Keep the pictures out and restate every record exactly.

- [Exercise inputs]
╔══

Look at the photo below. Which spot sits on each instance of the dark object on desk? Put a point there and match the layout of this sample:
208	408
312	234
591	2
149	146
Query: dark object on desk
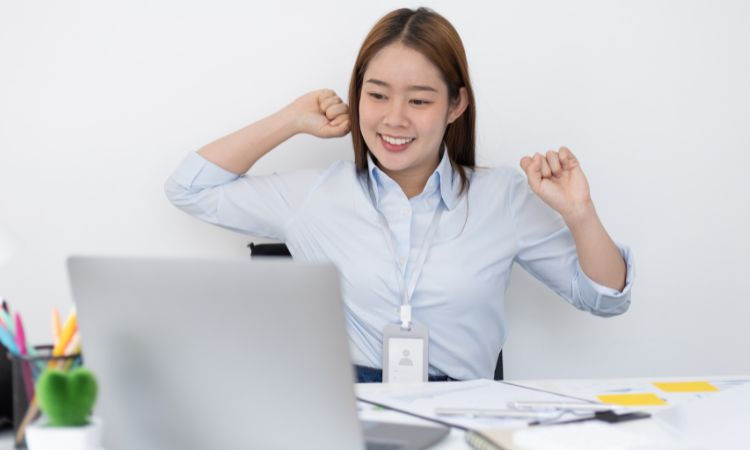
6	391
280	249
268	250
608	416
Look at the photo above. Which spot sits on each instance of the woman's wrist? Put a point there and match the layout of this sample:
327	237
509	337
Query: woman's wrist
581	215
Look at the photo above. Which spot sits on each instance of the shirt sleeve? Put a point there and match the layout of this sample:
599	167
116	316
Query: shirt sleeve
257	205
547	251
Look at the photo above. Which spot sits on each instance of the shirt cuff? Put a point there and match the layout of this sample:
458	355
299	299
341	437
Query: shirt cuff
196	171
602	300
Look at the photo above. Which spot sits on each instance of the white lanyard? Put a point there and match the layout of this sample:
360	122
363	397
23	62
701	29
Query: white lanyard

╚══

- [Problem solution]
Look at the photo below. Which spot sits on each instance of the dark object on desk? Put a point there and match the layout of this sample:
208	408
312	234
591	2
149	146
Query: dark object on desk
6	391
280	249
268	250
608	416
Look at the photo above. Which spot sits on each instance of the woman's wrist? Put a point there and match the layout of this sample:
327	237
509	337
Query: woman's wrist
581	215
Look at the photo above. Which spot sits on each instance of the shirt sleeve? Put a point there and match the layout of this sample:
599	167
116	316
Query: shirt sleeve
257	205
547	251
Look at the photo above. Which spot sits on each instance of the shirt cuff? Put a point there and match the layout of this sample:
458	355
299	299
341	437
Query: shirt cuff
196	171
602	300
Look at the photo above. Which spot sits on each instance of the white lanyard? Put a point there and match the layout of this sample:
360	122
363	397
23	62
701	29
Query: white lanyard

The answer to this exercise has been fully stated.